* **Text passage**:
I don't really think about anything. I've had so many diagnoses, each one more "wonderful" than the last. I keep thinking about what a friend of mine told me about her mother: she went to doctors all over the country and everyone said they didn't know what was wrong with her. When they found her cancer, it was too late and she died a few weeks later. In my case, at least for the moment, it's not really about cancer, but about autoimmune diseases, which is even scarier because it's clear that there's no cure. But nothing is clear, of course.

can your brother not help

I was expecting this logical question. But the thing is, I don't want to tell anyone about it, least of all my relatives. Only my partner (and you, who read my posts) know about my condition. It's just that my relationship with my relatives is too complicated to share such personal things with them.😁

I know the feeling a autoimmune disease might be what I'm dealing with, I'm no doctor but it seems for either there might be a bit of hope, likely depends how serious and type, however any help on such things are always said to be 25 years away. And I think that's mostly down to the terrible systems in place supposedly to protect us.

[Point-per-instance localization data]
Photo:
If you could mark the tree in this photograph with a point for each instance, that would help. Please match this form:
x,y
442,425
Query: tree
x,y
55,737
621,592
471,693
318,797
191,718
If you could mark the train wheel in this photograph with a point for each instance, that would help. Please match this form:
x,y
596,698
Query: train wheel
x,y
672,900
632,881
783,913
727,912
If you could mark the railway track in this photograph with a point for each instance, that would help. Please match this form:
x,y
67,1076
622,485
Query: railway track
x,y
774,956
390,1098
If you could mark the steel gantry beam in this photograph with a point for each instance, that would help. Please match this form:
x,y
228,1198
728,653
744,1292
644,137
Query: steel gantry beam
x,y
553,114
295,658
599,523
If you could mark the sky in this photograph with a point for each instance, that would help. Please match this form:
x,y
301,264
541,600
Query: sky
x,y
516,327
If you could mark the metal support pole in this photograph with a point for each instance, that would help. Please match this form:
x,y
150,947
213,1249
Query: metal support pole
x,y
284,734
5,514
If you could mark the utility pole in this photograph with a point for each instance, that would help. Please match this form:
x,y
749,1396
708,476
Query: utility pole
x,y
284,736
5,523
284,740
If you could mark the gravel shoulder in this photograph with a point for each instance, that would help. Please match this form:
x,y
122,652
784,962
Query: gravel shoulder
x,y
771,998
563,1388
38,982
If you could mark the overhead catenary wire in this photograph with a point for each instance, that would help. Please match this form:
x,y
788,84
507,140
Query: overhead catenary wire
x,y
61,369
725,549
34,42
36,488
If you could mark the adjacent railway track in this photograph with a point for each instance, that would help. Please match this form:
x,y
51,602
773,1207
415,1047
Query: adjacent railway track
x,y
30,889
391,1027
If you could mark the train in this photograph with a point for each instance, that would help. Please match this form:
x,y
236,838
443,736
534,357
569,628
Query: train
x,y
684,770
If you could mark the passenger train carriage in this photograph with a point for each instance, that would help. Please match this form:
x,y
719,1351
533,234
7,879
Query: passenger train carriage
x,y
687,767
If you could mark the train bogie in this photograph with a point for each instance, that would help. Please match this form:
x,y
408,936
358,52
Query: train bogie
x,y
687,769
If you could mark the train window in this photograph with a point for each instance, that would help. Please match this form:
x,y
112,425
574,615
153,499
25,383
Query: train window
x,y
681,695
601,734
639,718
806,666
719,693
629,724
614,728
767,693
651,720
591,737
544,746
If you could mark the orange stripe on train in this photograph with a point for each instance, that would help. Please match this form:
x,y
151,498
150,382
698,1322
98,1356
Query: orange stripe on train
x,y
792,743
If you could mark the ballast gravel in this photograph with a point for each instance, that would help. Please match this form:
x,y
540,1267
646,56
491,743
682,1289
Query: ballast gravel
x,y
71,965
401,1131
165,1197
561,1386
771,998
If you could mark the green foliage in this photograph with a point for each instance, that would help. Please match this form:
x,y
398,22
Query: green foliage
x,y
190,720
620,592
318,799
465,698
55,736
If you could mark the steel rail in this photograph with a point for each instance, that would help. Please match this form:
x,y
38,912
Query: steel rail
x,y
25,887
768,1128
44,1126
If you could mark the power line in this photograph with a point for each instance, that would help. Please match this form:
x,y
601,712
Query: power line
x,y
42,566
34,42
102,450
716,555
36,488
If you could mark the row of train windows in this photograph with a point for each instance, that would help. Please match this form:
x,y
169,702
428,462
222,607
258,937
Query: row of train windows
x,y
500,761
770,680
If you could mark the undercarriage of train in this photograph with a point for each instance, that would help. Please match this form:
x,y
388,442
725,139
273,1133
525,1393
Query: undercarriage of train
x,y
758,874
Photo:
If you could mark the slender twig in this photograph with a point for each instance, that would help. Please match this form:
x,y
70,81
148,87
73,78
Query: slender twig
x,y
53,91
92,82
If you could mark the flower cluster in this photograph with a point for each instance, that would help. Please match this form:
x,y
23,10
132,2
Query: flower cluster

* **What you have to do**: Extract the passage of the discussion of autoimmune illness from "I don't really" to "clear, of course.". The material has no connection to the discussion of autoimmune illness.

* **Result of this task**:
I don't really think about anything. I've had so many diagnoses, each one more "wonderful" than the last. I keep thinking about what a friend of mine told me about her mother: she went to doctors all over the country and everyone said they didn't know what was wrong with her. When they found her cancer, it was too late and she died a few weeks later. In my case, at least for the moment, it's not really about cancer, but about autoimmune diseases, which is even scarier because it's clear that there's no cure. But nothing is clear, of course.